Challenge 1
In the thread on affairs and marriage, what does rome2012 say the husband has been battling ever since he asked for the divorce?
Challenge 2
Please write the next part of the thread on affairs and marriage, picking up right after its final line.

Page
****
So yep, it feels "better" to finally stop doing what you know is wrong, but it feels horrible to have to bring up and face some seriously painful truths in the marriage. If both people stop "pretending" it's okay and actually face it and work on it--it can really heal the marriage...and that feels "better." If one continues to avoid the problems or just blames the other, that feels "worse."


----------



## rome2012 (Sep 10, 2010)

Affaircare said:


> For example, during the affair the fact is that most Disloyals actually had wanted their Loyal Spouse to "do that" (whatever it is) for a long time! So the person they really want is the LS. When the LS doesn't hear it or won't do it...eventually someone comes along who WILL and then the Disloyal ends up feeling sort of good (loved, appreciated, noticed, etc.) but also feeling sick over doing what they know is wrong!


OMG....this is exactly what my husband was doing....

He's been battling an ulcer and kidney stones ever since he's asked for the divorce....he got into this EA because she made him feel good and gave him all the sex talk he needed, but he knows it's wrong and it made him sick.....


----------



## xBaby-Louisex (Nov 1, 2010)

amigo1 said:


> So what happened, you told him and he just broke it off? Wont he go to counseling with you?


Well, He found out and I admitted it, and he left me, we've tried talking about it but it just ends up in an argument, :-(, I just want him back but I really don't know what to do, I love him so much,:-(.


----------



## amigo1 (Dec 11, 2010)

xBaby-Louisex said:


> Well, He found out and I admitted it, and he left me, we've tried talking about it but it just ends up in an argument, :-(, I just want him back but I really don't know what to do, I love him so much,:-(.


Well maybe theres still hope, maybe he will come around eventually, best of luck to you!


----------



## moeman (Aug 12, 2010)
****
Provided data
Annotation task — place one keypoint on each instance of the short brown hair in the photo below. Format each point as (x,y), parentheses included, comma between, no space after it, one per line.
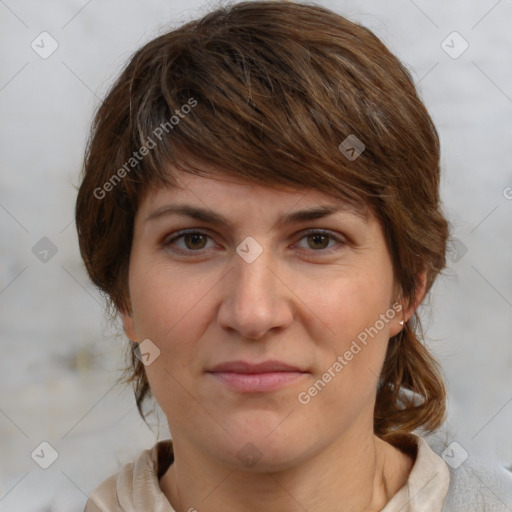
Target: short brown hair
(272,89)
****
Exercise response 1
An ulcer and kidney stones.

Exercise response 2
amigo1 said:


> Thats good for her but how did you feel?! Glad to know or wish she hadnt told?


I also would like an answer to this if you would. I am doing all in my will and power to get my wife to come clean but she doesn't want to talk about the EA. I wonder after all this if I get her to talk, whether it will make any difference in my bitter thoughts.

Thanks,
M.


----------



## Tanelornpete (Feb 2, 2010)

May I point out a couple of things?



> I also would like an answer to this if you would.


This is a query to the comment: 

_"...Thats good for her but how did you feel?! Glad to know or wish she hadnt told?..."_

The answer to this question is most likely irrelevant, because it is asking another person what kind of emotional response they experienced as a result of something that happened _ to them_. That is entirely dependent upon the intellectual state of the person experiencing the emotion - this differs for everyone. Just because it makes someone happy or sad, frustrated or relieved, in no way means you will experience the same emotion! 



> I am doing all in my will and power to get my wife to come clean but she doesn't want to talk about the EA.


This is the danger of the issue: it becomes a battle of 'will and power' (normally stated 'willpower'). This is a battle of wills, and most likely the desired end is not growth in the marriage relationship, but the chance to say "I won!" And both partners are fighting to win the battle. 

This is not growth toward a healthy marriage. When you can find ways to work _together_ you will find that she will be more open to difficult questions, and her answers will be much more forthcoming when there is no longer a battle of wills in the works.



> I wonder after all this if I get her to talk, whether it will make any difference in my bitter thoughts.


This is the big question! On top of that: what if she DOES decide to give you some facts: how will you know it is ALL of them? How will you know they are correct in _any_ fashion? Maybe she'll just get sick of your cross-examination and agree to whatever you ask of her? Suppose she just lets you supply the 'facts' and she agrees to them? _How will you ever know?_

If you state that you'll 'feel' that it is the right answer, then how do you know that this isn't just you fulfilling the necessary criteria (through the use of your spouse) that you have determined will bring about a positive emotional state for you - regardless of reality?

You have no way to tell the truth without witnesses verifying the situation.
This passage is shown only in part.